** begin MATERIAL FOR THE TASK **
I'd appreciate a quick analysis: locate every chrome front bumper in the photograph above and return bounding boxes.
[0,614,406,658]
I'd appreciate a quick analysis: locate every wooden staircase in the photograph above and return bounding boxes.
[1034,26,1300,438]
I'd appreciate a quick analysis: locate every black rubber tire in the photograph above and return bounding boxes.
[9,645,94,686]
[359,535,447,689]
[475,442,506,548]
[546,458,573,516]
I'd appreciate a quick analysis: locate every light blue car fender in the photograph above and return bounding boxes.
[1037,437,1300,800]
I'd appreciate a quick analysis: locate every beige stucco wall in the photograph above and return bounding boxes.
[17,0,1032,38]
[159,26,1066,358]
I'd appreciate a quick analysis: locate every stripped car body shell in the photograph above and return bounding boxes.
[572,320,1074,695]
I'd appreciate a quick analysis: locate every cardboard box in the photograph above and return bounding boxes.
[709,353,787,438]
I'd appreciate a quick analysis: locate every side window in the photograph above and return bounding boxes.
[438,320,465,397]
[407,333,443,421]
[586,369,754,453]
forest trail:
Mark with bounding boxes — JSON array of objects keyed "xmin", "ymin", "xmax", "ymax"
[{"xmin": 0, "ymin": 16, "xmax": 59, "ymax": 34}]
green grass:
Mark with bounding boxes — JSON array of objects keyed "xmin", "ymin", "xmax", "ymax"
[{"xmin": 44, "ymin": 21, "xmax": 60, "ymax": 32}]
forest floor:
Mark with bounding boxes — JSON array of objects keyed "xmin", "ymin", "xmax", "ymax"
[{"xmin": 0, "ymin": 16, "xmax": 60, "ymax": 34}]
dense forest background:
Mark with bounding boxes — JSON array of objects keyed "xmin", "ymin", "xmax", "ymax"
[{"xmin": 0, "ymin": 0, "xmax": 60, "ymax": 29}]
** end MATERIAL FOR THE TASK **
• AIM OF THE TASK: Reproduce the records from the line with "I'd appreciate a quick analysis: locate every black" up to and including the line with "[1037,437,1300,800]", requests included. Multiply every bounding-box coordinate in the answers by 2.2 and round each result to a whole number, with halves rounded up.

• EXPECTED OUTPUT:
I'd appreciate a quick analysis: locate every black rubber tire in the photograph above and return bounding boxes.
[20,1419,207,1509]
[790,1177,983,1516]
[1045,972,1113,1206]
[1201,1008,1261,1135]
I'd appreciate a quick analysis: locate every light blue car fender in the photograph above and return bounding boxes.
[2281,961,2860,1760]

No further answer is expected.